**Goal:**
Please quote each of the records below word for word.

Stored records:
──────

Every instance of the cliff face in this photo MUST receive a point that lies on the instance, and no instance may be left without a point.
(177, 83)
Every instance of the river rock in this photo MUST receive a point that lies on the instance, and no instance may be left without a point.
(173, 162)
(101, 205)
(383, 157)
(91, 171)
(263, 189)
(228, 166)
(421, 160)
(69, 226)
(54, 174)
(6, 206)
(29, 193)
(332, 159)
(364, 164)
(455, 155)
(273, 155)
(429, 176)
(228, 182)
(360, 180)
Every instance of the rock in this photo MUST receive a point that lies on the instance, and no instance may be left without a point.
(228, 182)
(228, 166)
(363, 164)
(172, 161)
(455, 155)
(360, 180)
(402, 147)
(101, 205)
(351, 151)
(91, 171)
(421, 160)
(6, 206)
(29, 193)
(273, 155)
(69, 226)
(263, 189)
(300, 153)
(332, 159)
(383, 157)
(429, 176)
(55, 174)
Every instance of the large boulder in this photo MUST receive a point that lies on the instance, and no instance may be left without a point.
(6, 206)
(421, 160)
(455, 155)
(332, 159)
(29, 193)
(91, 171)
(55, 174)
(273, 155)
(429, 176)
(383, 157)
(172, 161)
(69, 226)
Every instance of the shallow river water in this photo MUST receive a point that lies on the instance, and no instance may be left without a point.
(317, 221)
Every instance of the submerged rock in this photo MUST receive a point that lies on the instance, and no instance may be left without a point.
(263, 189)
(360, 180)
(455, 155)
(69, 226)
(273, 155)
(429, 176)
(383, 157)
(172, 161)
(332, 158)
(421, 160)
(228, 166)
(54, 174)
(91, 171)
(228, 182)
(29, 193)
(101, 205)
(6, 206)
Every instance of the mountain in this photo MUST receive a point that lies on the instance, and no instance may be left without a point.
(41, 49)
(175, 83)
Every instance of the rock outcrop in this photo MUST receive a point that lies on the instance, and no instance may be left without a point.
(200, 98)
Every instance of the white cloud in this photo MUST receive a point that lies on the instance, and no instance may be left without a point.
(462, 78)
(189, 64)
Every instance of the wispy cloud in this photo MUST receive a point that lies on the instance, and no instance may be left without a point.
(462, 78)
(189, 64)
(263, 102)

──────

**Answer to this task:**
Every instance of the cliff face in this photo MUST receive a point that lies on the instance, and no instance may be left without a point.
(177, 83)
Every instance of the river rock in this photo MUST receive a point that lies on the instance, and no instance may be left without a point.
(173, 162)
(101, 205)
(383, 157)
(91, 171)
(263, 189)
(228, 166)
(421, 160)
(69, 226)
(54, 174)
(6, 206)
(29, 193)
(332, 159)
(364, 164)
(455, 155)
(273, 155)
(429, 176)
(228, 182)
(360, 180)
Every instance of the rock in this photo MUST receive a point that lies on the instance, and no instance may be left without a point.
(228, 182)
(228, 166)
(363, 164)
(172, 161)
(455, 155)
(360, 180)
(402, 147)
(101, 205)
(351, 151)
(91, 171)
(421, 160)
(6, 206)
(29, 193)
(273, 155)
(69, 226)
(263, 189)
(300, 153)
(332, 159)
(383, 157)
(429, 176)
(55, 174)
Every instance of the large boulder in this photo MUST receive a point that lies on the instance, and no instance may be left without a point.
(6, 206)
(421, 160)
(455, 155)
(332, 159)
(29, 193)
(91, 171)
(55, 174)
(273, 155)
(429, 176)
(383, 157)
(172, 161)
(69, 226)
Every instance of the shallow river water in this photo MUST receive a point that lies on the instance, and no instance may be left without a point.
(317, 221)
Every instance of the submerged rock in this photo MUST receive a point that lies on the instance, and no instance may be left without a point.
(263, 189)
(360, 180)
(455, 155)
(69, 226)
(273, 155)
(429, 176)
(383, 157)
(172, 161)
(332, 158)
(421, 160)
(228, 166)
(54, 174)
(91, 171)
(228, 182)
(29, 193)
(101, 205)
(6, 206)
Every instance of the mountain in this photo MUST receive a point that lies on the instance, and no instance may be left without a point.
(41, 49)
(175, 83)
Every instance of the rock outcrop in this photo MUST receive a point that lies on the instance, and no instance may be left without a point.
(200, 98)
Every instance of the white cloud in this photo MUST receive a point that lies on the instance, and no instance may be left without a point.
(462, 78)
(189, 64)
Every instance of the wispy cloud in this photo MUST receive a point that lies on the instance, and no instance may be left without a point.
(462, 78)
(189, 64)
(263, 102)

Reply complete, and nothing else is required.